Document extract:
★ ★ ★ ★

I think that the design of LTTng-UST agents is such that tracing is not 
meant to be tightly controlled by the traced applications themselves.


To stop emitting events:

 * disable the python events for the session(s): `lttng disable-event 
--python --all-events --session= --channel=`

 * stop the tracing session(s)`lttng stop `
 * quit the `sessiond`

Note: the agent thread(s) in the python application will continue to 
run, but not emit events.


If you want to do things from within the application, there are some 
options:


 * Implement your own logic to stop calling `self.lttng_logger.log()`
 * Add a filter to the `lttngust.loghandler._Handler` objects on the 
root logger
 * Forcibly remove the `lttngust.loghandler._Handler` handler(s) from 
root logger (this really isn't meant to be done)
 * Use liblttngctl to perform one of the above actions (disable the 
python event(s), stopping the tracing sessions(s), ...)


thanks,
kienan




Regards,
Lakshmi

*From:* Kienan Stewart 
*Sent:* 16 February 2024 22:11
*To:* Lakshmi Deverkonda ; lttng-dev@lists.lttng.org 

*Subject:* Re: [lttng-dev] Crash in application due to watchdog timeout 
with python3 lttng

External email: Use caution opening links or attachments


Hi Lakshmi,

On 2/16/24 09:33, Lakshmi Deverkonda wrote:

This is how, we have created the logger. So the first logger is for file
logging where is as the second one is for lttng.

  self.logger  = logging.getLogger('cd')
self.lttng_logger = logging.getLogger('cd-lttng')

It seems like at the instant exactly when lttng is logging some data on
a particular thread and the same instant we receive SIGTERM for the
application,
we are unable to join that particular thread. Can you please help.

★ ★ ★ ★

Records shown:
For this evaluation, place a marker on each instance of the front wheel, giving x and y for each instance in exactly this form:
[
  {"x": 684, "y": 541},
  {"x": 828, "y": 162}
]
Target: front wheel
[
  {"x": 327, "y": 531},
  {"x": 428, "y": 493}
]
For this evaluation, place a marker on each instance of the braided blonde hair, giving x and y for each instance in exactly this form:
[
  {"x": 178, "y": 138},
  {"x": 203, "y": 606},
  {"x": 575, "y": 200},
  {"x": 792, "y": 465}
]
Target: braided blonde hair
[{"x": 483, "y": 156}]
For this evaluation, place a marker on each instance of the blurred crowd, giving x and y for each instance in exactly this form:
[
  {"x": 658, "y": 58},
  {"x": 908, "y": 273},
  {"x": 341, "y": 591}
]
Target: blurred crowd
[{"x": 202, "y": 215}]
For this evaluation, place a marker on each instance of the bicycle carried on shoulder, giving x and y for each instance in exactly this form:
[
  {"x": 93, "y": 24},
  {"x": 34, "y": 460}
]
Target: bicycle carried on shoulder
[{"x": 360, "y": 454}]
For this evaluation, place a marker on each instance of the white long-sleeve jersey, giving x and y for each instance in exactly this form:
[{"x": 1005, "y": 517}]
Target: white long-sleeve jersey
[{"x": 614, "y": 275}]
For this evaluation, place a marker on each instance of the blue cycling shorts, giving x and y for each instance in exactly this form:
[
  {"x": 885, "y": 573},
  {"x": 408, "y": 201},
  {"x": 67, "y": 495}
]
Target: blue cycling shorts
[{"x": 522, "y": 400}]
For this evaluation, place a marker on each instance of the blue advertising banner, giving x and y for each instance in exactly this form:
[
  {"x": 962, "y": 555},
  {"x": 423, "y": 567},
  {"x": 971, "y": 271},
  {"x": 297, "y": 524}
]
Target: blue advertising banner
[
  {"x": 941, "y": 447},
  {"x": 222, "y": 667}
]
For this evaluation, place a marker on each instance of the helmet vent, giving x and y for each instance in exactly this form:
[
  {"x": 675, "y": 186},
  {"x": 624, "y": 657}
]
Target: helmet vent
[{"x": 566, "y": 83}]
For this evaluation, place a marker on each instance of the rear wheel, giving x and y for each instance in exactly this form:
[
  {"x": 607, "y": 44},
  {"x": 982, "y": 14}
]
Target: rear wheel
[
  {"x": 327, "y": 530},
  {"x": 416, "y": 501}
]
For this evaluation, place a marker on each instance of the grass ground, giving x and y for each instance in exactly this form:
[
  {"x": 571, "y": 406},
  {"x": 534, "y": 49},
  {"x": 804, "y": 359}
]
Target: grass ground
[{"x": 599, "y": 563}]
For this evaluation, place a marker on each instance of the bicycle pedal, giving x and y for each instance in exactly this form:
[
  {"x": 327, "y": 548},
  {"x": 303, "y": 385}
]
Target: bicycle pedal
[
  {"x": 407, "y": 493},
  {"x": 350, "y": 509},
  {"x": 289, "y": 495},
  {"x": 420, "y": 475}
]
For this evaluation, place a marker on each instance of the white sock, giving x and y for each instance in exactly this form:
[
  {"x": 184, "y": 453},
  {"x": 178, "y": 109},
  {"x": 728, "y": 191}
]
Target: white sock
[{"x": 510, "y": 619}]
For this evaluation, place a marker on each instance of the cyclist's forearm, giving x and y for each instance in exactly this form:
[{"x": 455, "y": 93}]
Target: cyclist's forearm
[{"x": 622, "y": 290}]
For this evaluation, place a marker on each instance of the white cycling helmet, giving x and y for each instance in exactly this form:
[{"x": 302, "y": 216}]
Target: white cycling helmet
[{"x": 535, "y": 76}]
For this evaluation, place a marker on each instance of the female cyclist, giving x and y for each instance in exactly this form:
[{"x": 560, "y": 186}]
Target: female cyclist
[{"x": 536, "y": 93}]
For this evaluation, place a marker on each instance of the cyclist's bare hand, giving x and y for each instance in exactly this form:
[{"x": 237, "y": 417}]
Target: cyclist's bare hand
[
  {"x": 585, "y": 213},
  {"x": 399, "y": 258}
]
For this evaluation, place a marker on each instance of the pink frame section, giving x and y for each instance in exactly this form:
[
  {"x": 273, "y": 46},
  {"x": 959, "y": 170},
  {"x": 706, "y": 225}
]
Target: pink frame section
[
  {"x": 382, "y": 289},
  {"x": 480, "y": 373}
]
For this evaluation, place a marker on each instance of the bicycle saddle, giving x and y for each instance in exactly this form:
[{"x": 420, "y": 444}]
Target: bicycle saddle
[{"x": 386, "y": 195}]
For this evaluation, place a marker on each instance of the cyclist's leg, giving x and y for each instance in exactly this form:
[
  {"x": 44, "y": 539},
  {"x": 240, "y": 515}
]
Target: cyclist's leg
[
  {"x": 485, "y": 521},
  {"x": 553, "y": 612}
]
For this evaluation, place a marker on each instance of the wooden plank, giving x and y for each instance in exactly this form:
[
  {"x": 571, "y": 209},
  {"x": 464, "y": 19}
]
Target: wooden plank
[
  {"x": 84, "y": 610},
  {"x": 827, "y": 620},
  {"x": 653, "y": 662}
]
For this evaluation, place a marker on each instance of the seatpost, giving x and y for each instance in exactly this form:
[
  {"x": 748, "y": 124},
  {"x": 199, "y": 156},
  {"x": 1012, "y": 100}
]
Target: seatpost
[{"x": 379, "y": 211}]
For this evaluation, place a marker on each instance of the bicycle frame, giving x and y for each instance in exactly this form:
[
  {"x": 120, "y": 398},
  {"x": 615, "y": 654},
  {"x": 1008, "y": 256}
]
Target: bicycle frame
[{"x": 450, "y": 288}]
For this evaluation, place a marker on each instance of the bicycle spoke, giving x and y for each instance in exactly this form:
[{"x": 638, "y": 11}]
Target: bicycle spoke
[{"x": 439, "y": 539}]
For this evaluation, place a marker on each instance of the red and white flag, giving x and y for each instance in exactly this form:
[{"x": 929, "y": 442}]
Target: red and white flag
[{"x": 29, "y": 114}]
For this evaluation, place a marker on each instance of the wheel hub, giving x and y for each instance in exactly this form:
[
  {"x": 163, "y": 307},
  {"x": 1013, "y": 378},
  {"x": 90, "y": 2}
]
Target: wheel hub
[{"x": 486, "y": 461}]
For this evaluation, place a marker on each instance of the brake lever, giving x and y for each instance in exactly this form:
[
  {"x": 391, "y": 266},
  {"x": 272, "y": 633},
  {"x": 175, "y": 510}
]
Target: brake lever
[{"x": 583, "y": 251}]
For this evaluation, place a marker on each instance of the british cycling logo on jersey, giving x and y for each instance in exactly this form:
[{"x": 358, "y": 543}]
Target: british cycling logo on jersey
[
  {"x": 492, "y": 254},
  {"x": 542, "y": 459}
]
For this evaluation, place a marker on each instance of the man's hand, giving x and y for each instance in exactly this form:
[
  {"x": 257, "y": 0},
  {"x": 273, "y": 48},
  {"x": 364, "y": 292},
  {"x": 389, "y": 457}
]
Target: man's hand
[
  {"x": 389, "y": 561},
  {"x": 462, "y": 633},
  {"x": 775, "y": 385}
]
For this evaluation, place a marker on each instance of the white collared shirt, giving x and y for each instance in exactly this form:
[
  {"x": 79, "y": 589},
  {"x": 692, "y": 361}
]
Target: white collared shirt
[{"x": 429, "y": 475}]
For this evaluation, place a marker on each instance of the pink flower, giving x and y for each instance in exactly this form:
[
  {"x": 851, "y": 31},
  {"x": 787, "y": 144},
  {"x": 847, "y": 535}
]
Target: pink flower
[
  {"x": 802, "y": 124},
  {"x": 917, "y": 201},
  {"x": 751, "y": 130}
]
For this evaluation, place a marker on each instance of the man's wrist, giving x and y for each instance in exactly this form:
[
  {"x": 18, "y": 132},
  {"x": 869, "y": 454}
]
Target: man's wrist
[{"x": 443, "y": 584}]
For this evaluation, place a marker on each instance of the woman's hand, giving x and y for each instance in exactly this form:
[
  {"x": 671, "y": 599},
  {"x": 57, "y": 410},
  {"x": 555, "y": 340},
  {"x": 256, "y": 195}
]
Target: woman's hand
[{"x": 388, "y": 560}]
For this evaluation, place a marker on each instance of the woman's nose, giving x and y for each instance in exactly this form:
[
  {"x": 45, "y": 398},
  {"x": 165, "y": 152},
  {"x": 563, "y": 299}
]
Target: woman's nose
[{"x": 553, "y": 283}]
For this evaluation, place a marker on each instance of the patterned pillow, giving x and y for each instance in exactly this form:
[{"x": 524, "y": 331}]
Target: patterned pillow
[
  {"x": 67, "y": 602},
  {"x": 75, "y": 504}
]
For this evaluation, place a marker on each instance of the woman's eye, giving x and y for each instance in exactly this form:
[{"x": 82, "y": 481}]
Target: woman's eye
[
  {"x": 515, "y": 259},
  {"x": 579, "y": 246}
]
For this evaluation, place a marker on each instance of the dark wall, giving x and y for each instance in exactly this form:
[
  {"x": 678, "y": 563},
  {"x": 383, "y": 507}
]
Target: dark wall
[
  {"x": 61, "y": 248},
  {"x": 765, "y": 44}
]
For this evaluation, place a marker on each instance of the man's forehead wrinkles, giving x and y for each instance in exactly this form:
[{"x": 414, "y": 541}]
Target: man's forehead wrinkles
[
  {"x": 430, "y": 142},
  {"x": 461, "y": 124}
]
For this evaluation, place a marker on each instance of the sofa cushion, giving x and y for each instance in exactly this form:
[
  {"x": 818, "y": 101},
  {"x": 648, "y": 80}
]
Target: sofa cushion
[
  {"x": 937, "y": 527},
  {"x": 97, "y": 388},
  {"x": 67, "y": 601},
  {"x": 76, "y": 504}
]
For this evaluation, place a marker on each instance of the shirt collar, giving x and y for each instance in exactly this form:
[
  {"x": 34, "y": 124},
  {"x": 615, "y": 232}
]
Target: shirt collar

★ ★ ★ ★

Problems and tasks:
a - Summarize the mailing-list excerpt in three sentences.
b - Gather every line of the records that contains the string "hair", treating case as significant.

Answers:
a - The reply suggests that LTTng-UST agents are designed so that traced applications are not meant to tightly control tracing, and that events can be stopped by disabling the python events for the session, stopping the tracing session, or quitting the sessiond, while the agent threads keep running without emitting events. From within the application, the listed options are implementing logic to stop calling self.lttng_logger.log(), adding a filter to the lttngust.loghandler._Handler objects on the root logger, forcibly removing those handlers (which isn't really meant to be done), or using liblttngctl to perform one of those actions. An earlier quoted message describes two loggers, one for file logging and one for lttng, and reports being unable to join a thread when SIGTERM arrives at the same instant lttng is logging data on it.

b -
For this evaluation, place a marker on each instance of the braided blonde hair, giving x and y for each instance in exactly this form:
Target: braided blonde hair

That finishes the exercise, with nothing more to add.